### Extrait à lire
⁂
Les bénédictions prononcées lors de l’érection de la nouvelle yourte font généralement l’éloge des éléments extérieurs de la yourte. Les vers propitiatoires accompagnant l’onction rituelle de la yourte (ger mjalaalga) que nous présentons ci-dessous vantent les feutres et les cordages maintenant les feutres de la nouvelle yourte. Ils proviennent des matériaux sur les coutumes de mariage des Dorbètes231 conservés dans le fonds de l’Académie de sciences et ont été publiés par Sampildendev232 :
[texte 3 : « onction de la yourte » ger mjalaalga]
[…]Em xoniny noosoor
Evlüülen zulz xijsen
Elst golyn usaar
Shavshin usalz xijsen
Erchimtej sajn morior
Tatan chirz xijsen
Entej cagaan tuurga deevrijg chin’ mjalaaja
Oroon tomz xijsen
Orson buuryn zogdoroor
Ojoz shirz xijsen
Ogtorgujn salxitaj temcelden bajdag
Oosor, büslüür tüünijg mjalaaja
« Que j’oigne le blanc feutre bordé du toit et des murs
Fait en étalant harmonieusement
De la laine de brebis,
Aspergé et mouillé
Avec l’eau de la rivière sableuse
Tiré dans un sens et dans l’autre
Par un bon cheval vigoureux !
Que j’oigne les cordes et les cordages
En laine dure de chameau en rut
Enroulée et tordue,
Cousue et surpiquée,
Qui luttent contre le vent du ciel ! »
Onctions et bénédictions
La similarité entre les textes que sont les « onctions de la yourte » (gerijn mjalaalga) nouvellement construite et les « bénédictions de la yourte » (gerijn jerööl), impose quelques précisions.
Le nom « onction de la yourte » est donné aux vers accompagnant le rite d’onction (avec du beurre ou du gras) des divers éléments constituant la yourte. Bien que ces vers, qui peuvent tout à fait être qualifiés de bénédiction, aient aussi un caractère élogieux, il ont avant tout un caractère rituel. En revanche, la « bénédiction de la yourte » est une énumération élogieuse et détaillée visant à présenter tous les constituants de la yourte, ainsi que ses meubles et accessoires233, sans rite d’onction, et de ce fait plus proche du panégyrique que du rite ; elle ont généralement des formules consacrées d’introduction et de bénédiction. La différence ne tient pas tant au contenu – des descriptions identiques peuvent se trouver dans les deux types de textes – qu’aux circonstances de leur énonciation.
⁂
### Données fournies
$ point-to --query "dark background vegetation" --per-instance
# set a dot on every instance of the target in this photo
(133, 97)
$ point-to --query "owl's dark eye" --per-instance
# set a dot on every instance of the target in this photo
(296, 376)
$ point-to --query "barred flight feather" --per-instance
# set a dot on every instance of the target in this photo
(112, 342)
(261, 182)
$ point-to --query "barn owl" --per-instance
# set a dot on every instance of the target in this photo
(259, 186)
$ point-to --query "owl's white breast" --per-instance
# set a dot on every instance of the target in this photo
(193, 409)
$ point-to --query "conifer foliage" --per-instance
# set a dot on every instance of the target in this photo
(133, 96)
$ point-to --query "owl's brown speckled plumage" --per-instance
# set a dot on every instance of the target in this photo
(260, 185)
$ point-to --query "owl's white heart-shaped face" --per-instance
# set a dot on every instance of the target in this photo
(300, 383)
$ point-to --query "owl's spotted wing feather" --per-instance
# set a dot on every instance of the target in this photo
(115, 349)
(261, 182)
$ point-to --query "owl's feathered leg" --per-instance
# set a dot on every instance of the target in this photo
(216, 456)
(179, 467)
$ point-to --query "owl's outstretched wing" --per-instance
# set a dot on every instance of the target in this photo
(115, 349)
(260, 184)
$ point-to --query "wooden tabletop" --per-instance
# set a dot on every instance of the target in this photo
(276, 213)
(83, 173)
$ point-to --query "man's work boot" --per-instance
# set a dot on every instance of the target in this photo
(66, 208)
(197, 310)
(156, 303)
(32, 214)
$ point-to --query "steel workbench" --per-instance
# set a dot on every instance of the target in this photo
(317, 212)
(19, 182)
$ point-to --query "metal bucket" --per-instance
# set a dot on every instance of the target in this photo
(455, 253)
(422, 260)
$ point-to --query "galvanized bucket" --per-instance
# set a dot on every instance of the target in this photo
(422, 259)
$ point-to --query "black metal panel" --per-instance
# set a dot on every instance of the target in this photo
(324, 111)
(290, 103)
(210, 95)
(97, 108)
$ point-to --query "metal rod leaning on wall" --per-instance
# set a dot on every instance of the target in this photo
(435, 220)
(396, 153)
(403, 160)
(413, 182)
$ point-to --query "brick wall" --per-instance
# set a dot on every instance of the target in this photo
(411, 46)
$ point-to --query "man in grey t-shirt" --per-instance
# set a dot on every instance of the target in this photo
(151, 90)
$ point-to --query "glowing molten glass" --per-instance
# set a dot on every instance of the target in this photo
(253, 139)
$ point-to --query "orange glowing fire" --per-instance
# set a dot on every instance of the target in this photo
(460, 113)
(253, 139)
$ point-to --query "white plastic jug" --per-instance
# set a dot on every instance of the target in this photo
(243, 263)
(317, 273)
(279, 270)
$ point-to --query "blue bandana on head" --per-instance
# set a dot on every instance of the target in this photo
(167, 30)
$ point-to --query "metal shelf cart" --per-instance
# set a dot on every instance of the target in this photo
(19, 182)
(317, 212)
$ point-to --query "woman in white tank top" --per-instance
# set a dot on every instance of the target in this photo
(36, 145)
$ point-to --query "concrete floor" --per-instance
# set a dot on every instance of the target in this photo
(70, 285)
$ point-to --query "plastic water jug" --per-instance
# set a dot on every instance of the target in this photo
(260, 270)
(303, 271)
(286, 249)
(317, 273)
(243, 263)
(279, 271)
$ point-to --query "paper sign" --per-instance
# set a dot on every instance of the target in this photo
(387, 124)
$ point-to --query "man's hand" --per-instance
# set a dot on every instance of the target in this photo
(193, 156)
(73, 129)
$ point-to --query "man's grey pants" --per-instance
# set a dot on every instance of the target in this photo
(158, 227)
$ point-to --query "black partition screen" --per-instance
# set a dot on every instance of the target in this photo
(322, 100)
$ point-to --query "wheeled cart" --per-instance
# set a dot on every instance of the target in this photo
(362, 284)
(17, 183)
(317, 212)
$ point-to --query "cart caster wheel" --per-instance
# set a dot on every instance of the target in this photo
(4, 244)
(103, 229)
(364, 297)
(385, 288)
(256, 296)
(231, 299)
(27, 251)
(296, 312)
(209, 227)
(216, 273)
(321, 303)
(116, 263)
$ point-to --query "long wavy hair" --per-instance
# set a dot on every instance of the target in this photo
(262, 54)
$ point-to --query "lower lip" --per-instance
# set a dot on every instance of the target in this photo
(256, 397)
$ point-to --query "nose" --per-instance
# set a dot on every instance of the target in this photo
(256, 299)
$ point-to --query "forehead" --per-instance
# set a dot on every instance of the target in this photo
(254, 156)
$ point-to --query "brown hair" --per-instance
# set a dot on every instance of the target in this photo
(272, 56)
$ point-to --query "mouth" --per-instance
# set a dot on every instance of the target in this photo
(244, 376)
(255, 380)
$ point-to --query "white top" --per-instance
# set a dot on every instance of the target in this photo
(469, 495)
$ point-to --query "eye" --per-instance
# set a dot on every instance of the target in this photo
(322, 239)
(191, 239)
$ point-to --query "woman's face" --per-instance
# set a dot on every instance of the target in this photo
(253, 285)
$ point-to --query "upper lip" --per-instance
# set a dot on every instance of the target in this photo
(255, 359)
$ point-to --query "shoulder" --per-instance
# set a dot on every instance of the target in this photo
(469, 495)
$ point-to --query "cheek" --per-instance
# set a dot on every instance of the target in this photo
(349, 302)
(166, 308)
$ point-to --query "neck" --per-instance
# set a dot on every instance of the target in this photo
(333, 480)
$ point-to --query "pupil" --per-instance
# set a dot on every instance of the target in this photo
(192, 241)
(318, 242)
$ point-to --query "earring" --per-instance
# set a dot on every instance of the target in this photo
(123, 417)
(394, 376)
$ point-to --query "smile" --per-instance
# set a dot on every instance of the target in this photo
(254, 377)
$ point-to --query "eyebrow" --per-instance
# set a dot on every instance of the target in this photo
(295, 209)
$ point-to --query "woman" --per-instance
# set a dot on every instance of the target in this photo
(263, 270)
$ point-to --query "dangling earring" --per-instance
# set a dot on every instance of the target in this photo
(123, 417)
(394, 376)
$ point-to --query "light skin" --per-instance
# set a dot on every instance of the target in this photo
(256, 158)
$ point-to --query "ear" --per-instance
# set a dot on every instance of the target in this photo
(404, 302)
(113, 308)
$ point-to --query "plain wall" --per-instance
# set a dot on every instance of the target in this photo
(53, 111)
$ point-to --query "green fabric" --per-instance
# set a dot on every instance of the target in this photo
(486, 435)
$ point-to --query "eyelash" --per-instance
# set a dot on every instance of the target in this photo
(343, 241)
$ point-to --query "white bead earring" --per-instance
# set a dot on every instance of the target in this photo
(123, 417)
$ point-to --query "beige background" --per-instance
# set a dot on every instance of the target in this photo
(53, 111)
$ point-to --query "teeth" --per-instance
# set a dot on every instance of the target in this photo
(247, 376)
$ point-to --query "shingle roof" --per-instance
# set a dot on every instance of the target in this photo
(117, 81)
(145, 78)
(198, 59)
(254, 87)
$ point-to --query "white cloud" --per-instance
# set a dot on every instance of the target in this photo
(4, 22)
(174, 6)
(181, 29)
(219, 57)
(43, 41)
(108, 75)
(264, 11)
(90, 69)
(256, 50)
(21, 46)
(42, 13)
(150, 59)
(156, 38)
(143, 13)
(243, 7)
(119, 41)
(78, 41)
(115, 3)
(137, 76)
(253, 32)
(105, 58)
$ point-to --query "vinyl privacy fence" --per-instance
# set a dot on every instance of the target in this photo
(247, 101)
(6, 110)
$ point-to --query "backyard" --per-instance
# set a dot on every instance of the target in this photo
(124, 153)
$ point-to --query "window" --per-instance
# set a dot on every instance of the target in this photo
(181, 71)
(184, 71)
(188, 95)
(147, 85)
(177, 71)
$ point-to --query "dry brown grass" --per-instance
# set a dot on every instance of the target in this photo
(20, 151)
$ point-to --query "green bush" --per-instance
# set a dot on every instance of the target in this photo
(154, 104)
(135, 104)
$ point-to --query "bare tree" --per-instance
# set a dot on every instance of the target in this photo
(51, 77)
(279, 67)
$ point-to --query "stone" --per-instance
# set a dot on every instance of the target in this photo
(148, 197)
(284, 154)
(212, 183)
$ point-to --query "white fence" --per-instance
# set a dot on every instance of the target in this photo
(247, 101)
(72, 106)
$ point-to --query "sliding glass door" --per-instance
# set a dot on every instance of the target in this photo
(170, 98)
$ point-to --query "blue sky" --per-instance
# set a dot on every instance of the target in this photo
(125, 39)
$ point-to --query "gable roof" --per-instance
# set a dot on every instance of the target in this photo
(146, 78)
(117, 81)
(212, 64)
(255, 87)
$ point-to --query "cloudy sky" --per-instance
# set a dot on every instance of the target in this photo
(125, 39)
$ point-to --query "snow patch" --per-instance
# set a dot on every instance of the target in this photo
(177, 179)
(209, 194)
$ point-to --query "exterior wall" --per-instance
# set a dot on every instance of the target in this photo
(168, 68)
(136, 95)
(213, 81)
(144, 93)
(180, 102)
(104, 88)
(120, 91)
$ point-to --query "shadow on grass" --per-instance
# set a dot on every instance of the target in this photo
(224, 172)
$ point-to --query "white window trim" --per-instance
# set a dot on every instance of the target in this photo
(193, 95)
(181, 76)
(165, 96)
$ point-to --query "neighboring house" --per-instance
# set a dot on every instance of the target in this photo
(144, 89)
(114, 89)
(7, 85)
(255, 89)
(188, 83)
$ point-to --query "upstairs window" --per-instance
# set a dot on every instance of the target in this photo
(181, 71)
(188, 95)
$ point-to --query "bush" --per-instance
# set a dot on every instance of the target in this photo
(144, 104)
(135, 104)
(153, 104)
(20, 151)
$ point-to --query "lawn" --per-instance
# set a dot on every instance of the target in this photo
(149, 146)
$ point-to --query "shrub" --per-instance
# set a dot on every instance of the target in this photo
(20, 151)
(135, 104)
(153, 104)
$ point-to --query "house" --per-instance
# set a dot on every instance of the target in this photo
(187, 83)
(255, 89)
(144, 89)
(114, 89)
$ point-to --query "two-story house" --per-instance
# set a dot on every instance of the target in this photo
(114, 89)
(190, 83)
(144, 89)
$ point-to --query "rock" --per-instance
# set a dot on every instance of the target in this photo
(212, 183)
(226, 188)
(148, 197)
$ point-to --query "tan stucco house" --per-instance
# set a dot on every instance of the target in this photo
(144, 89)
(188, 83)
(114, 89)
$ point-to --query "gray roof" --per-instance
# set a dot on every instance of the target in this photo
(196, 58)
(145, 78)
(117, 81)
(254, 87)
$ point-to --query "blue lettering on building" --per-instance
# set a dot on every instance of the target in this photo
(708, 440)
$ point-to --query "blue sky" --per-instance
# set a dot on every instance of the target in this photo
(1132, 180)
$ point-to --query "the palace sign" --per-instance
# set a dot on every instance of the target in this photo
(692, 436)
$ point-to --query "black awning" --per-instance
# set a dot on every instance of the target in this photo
⁂
### Consignes
1. Énumérez tous les animaux mentionnés dans la traduction française des vers d'onction que cite l'extrait sur les bénédictions de la yourte.
2. D'après l'extrait sur les bénédictions de la yourte, avec quoi les éléments de la yourte sont-ils oints lors du rite d'onction ?
3. Rédigez la suite de l'extrait sur les bénédictions de la yourte, à partir de sa dernière phrase.
Le listing constitue un matériau distinct de l'extrait.

### Réponses par consigne
1. Brebis, cheval, chameau.

2. Avec du beurre ou du gras.

3.
« L’onction » proprement dite se récite, comme on vient de le voir, lors de la fête célébrant l’achèvement de la nouvelle yourte (voir les illustrations présentés supra, [texte 1, 2, 3 ]). Du fait que les meubles, généralement fournis par le parti de la fille, ne sont pas encore présents lorsqu’on procède au rite d’onction de la nouvelle yourte au campement du père, les gerijn mjalaalga qui accompagnent ce rite ne portent que sur les constituants de la yourte.
Les bénédictions de la yourte sont récitées au moment des grandes noces (ix xurim), une fois que le parti de la fille a fourni l’équipement intérieur de la yourte234 (voir illustrations infra) et, outre les éléments constitutifs de la yourte, incorporent aussi le mobilier intérieur. Généralement longues et détaillées, elles sont davantage encore du ressort des poètes cérémoniaires (jeröölch).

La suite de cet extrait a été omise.